* Directions
Only the lines from the line containing "Question. Mark every instance of the gravel" to the end of the entries should be repeated, exactly as they appear.
□ □ □ □ □ □ □
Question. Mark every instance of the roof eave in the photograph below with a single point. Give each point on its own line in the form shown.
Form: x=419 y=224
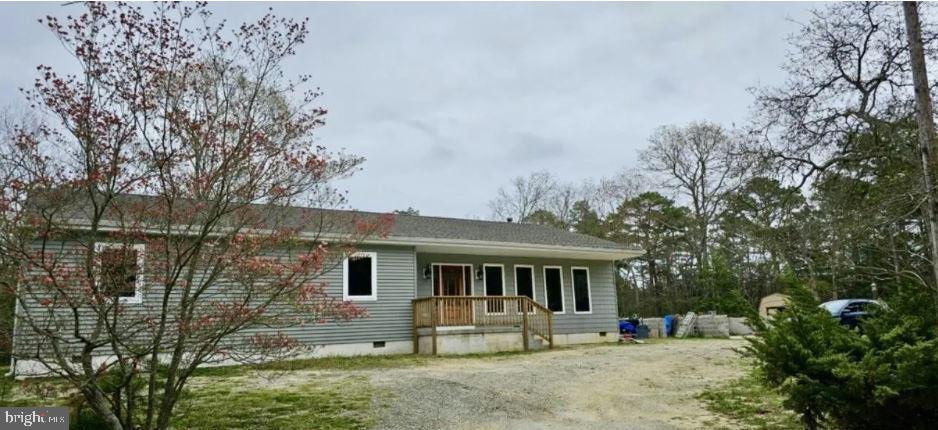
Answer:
x=482 y=247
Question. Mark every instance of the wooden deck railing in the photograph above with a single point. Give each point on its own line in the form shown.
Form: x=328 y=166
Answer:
x=483 y=311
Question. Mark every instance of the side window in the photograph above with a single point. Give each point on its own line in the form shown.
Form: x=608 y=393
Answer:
x=524 y=281
x=119 y=271
x=553 y=288
x=360 y=276
x=582 y=302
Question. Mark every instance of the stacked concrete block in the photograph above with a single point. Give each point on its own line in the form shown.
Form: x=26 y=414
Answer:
x=713 y=325
x=739 y=327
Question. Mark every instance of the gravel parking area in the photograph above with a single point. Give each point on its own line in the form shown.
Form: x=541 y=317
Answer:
x=650 y=386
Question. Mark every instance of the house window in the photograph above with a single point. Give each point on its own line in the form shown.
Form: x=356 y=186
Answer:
x=581 y=290
x=360 y=276
x=495 y=286
x=119 y=271
x=524 y=281
x=553 y=288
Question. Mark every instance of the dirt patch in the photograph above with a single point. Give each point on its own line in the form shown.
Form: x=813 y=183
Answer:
□ □ □ □ □ □ □
* Task answer
Question. Mark every instance of the gravel parking area in the photograph above with a single point. Give each point on its own line in the form shown.
Form: x=541 y=317
Answer:
x=650 y=386
Question. Mark every instance of the house window in the photograph above with a single point. Give each point on its own line in the form shown.
Form: x=356 y=186
Answer:
x=581 y=290
x=360 y=276
x=495 y=286
x=119 y=271
x=524 y=281
x=553 y=288
Question. Mark every instance of the dirt patch in the photograph above with a single point. Give each point on its own line in the form shown.
Form: x=813 y=183
Answer:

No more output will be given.